RECORDS TO USE:
☆ ☆ ☆

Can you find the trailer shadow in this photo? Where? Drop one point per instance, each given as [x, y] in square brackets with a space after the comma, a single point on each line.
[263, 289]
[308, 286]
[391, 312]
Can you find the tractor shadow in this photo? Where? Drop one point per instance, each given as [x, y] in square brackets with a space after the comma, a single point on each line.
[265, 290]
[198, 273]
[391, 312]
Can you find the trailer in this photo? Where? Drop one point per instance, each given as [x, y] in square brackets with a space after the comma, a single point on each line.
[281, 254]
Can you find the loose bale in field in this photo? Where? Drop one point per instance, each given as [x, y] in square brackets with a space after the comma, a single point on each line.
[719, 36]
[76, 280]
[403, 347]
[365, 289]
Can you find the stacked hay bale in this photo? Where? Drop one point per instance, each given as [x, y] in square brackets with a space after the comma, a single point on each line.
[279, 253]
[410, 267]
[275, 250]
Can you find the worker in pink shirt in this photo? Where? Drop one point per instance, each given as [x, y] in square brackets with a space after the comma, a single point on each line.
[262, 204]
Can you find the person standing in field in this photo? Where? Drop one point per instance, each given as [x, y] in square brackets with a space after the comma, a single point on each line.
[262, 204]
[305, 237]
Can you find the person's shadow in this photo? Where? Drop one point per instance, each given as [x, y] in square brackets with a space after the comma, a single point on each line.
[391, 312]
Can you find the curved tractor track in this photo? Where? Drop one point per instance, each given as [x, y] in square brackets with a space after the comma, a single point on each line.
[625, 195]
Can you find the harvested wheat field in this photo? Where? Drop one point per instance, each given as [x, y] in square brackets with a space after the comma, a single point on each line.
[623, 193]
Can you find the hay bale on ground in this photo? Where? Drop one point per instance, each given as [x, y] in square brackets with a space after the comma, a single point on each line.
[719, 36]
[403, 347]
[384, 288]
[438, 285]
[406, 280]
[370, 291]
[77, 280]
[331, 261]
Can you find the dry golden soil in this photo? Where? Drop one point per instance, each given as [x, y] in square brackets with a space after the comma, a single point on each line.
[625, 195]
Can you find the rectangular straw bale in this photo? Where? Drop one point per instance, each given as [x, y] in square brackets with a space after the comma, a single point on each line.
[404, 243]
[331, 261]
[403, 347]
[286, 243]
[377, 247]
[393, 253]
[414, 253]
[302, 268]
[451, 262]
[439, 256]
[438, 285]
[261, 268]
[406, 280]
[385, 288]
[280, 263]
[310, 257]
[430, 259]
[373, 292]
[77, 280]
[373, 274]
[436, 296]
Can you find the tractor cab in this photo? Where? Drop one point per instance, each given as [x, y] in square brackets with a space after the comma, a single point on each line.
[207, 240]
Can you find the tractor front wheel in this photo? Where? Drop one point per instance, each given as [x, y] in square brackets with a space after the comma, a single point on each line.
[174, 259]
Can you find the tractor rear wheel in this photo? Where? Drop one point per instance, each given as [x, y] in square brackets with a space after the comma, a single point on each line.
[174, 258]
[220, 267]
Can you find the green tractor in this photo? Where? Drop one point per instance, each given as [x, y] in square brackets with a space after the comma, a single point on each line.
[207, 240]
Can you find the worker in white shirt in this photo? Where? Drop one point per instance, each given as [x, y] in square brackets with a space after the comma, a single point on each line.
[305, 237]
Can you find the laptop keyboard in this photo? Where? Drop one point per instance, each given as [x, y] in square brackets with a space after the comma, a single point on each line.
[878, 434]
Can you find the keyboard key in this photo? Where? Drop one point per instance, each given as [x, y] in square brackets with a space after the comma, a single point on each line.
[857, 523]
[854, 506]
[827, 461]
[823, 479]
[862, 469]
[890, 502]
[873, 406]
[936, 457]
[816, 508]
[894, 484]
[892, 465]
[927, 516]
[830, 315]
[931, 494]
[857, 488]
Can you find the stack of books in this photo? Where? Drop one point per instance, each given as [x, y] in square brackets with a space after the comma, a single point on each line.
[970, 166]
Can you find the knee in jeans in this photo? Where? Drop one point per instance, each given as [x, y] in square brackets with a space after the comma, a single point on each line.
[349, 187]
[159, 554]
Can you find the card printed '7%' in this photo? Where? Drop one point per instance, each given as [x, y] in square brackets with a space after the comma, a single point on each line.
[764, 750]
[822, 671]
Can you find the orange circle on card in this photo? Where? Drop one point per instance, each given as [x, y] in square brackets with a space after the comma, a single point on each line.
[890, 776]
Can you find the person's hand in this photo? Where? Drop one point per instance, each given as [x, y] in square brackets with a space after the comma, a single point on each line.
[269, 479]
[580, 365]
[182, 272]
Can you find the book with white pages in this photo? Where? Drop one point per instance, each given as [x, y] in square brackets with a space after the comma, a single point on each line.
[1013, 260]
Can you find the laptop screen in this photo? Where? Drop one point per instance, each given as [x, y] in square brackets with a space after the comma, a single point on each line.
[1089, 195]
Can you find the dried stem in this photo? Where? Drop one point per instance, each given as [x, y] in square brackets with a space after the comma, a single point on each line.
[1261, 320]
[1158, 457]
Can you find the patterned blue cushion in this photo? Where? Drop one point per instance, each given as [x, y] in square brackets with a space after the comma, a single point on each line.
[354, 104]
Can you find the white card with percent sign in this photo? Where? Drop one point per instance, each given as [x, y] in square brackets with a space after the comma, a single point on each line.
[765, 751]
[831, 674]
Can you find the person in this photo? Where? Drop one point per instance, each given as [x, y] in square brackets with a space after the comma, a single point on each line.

☆ ☆ ☆

CHALLENGE: Copy out exactly the lines between the line with "Can you find the dried" and the last line of the entries, counting both of those lines.

IN RESPONSE:
Can you find the dried stem in this photo? Where? Drop one point per instance, each given as [x, y] in square brackets with a space after the comma, a single point on each line.
[1261, 320]
[1158, 457]
Can you find the patterned blue cushion in this photo? Where? Drop one point per instance, each given as [x, y] in square brackets with a space after the comma, a single point on each line.
[354, 104]
Can you find the white card with percent sign in this photo? Where? Drop one point per instance, each given as [x, y] in square brackets with a space after the comma, a single point on each line.
[765, 751]
[831, 674]
Can you find the person in this photo? Where? Drop one point per instance, each given as [x, y] in square brackets with a space after the comma, a single point on each line.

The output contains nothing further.